[Texte sélectionné]
==================================================

Dans ce DVD, comme sur le disque, tu regardes beaucoup en arrière, comme s’il fallait aujourd’hui marquer une borne…
30 ans chrono, Odyssée, on peut le voir comme un recul, mais aussi comme une avancée de tout ce qui s’est fait en quinze ans de carrière. Ces quinze ans de rap m’ont apporté énormément, j’ai rencontré beaucoup de gens, des chanteurs, des rappeurs, j’ai fait aboutir plusieurs projets, avec des gens de France, d’Afrique, des USA… Il y a une alchimie qui s’est créée à chaque fois. Certains sont présents sur cet album. Il y a Jerykah, qui était sur Dis l’heure de Zouk. Peeda, qui était sur mon précédent album. Les Sales Gosses, qui sont signés chez Issap. Linsha, la “first lady” d’Issap, qui sera notre prochaine sortie. Des producteurs comme Fox, Niko Noki, les frères Waku, Maleko. Et puis en featuring on trouve J-Mi Sissoko, un fidèle, comme Stomy.

Ta frénésie de production peut-elle s’expliquer par le malaise du marché du disque ? Face à la récession, tu as choisi l’offensive ?
J’ai eu envie depuis le début de courir dans les studios, de bousculer des gens. Si tu ne bouges pas tes fesses pour aller au bout d’un projet, jamais il ne se fait. Donc il faut mettre les bouchées doubles. Toutes ces rencontres m’ont apporté plus de propositions sonores, plus d’idées. Je me dis qu’on peut faire ça, et ça, parce qu’on a acquis aujourd’hui deux ou trois méthodes pour le faire. Auparavant, je n’aurais pas pu, parce que c’était tout nouveau. Il fallait qu’on se monte, qu’on se rode. Ça fait deux ou trois projets qu’on a sorti, Bideew Bou Bess (1), les Dis l’heure. Certains ont marché, d’autres moins, mais on commence à savoir où l’on peut prendre des risques, et où l’on ne peut pas en prendre. Tous mes artistes sont en ce moment en studio, on travaille sans interruption pour engranger les morceaux et pouvoir ensuite choisir ce qui mérite de figurer sur les albums de Linsha, des Sales Gosses, de Lorenzo Raphael.

==================================================

[Consigne] Citez en entier l'extrait d'entretien ci-dessus, sans y changer un seul mot.

[Données fournies]
==================================================

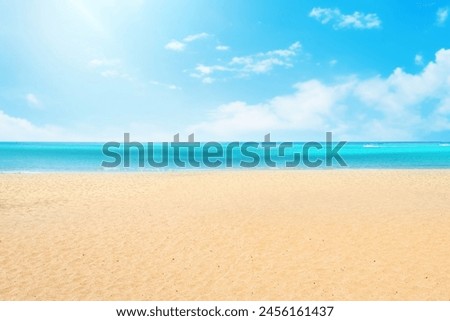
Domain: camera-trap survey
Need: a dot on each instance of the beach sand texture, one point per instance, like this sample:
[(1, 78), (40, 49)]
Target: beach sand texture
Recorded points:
[(226, 235)]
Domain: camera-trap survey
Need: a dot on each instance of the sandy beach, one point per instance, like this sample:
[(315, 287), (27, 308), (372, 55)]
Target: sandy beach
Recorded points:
[(226, 235)]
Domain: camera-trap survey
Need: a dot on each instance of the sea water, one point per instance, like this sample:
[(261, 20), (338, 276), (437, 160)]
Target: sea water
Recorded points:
[(89, 157)]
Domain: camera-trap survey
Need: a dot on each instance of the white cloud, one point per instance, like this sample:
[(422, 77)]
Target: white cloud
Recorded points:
[(175, 45), (194, 37), (167, 86), (441, 16), (242, 66), (401, 106), (222, 48), (356, 20), (33, 100), (20, 129), (418, 60)]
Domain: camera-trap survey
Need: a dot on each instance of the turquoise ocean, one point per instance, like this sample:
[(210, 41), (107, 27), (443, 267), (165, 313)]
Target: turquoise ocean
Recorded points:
[(27, 157)]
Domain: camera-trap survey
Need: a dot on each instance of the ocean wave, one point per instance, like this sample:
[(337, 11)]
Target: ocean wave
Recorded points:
[(371, 146)]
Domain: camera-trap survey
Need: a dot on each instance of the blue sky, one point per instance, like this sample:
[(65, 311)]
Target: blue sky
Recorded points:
[(78, 70)]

==================================================

[Résultat de l'exercice]
Dans ce DVD, comme sur le disque, tu regardes beaucoup en arrière, comme s’il fallait aujourd’hui marquer une borne…
30 ans chrono, Odyssée, on peut le voir comme un recul, mais aussi comme une avancée de tout ce qui s’est fait en quinze ans de carrière. Ces quinze ans de rap m’ont apporté énormément, j’ai rencontré beaucoup de gens, des chanteurs, des rappeurs, j’ai fait aboutir plusieurs projets, avec des gens de France, d’Afrique, des USA… Il y a une alchimie qui s’est créée à chaque fois. Certains sont présents sur cet album. Il y a Jerykah, qui était sur Dis l’heure de Zouk. Peeda, qui était sur mon précédent album. Les Sales Gosses, qui sont signés chez Issap. Linsha, la “first lady” d’Issap, qui sera notre prochaine sortie. Des producteurs comme Fox, Niko Noki, les frères Waku, Maleko. Et puis en featuring on trouve J-Mi Sissoko, un fidèle, comme Stomy.

Ta frénésie de production peut-elle s’expliquer par le malaise du marché du disque ? Face à la récession, tu as choisi l’offensive ?
J’ai eu envie depuis le début de courir dans les studios, de bousculer des gens. Si tu ne bouges pas tes fesses pour aller au bout d’un projet, jamais il ne se fait. Donc il faut mettre les bouchées doubles. Toutes ces rencontres m’ont apporté plus de propositions sonores, plus d’idées. Je me dis qu’on peut faire ça, et ça, parce qu’on a acquis aujourd’hui deux ou trois méthodes pour le faire. Auparavant, je n’aurais pas pu, parce que c’était tout nouveau. Il fallait qu’on se monte, qu’on se rode. Ça fait deux ou trois projets qu’on a sorti, Bideew Bou Bess (1), les Dis l’heure. Certains ont marché, d’autres moins, mais on commence à savoir où l’on peut prendre des risques, et où l’on ne peut pas en prendre. Tous mes artistes sont en ce moment en studio, on travaille sans interruption pour engranger les morceaux et pouvoir ensuite choisir ce qui mérite de figurer sur les albums de Linsha, des Sales Gosses, de Lorenzo Raphael.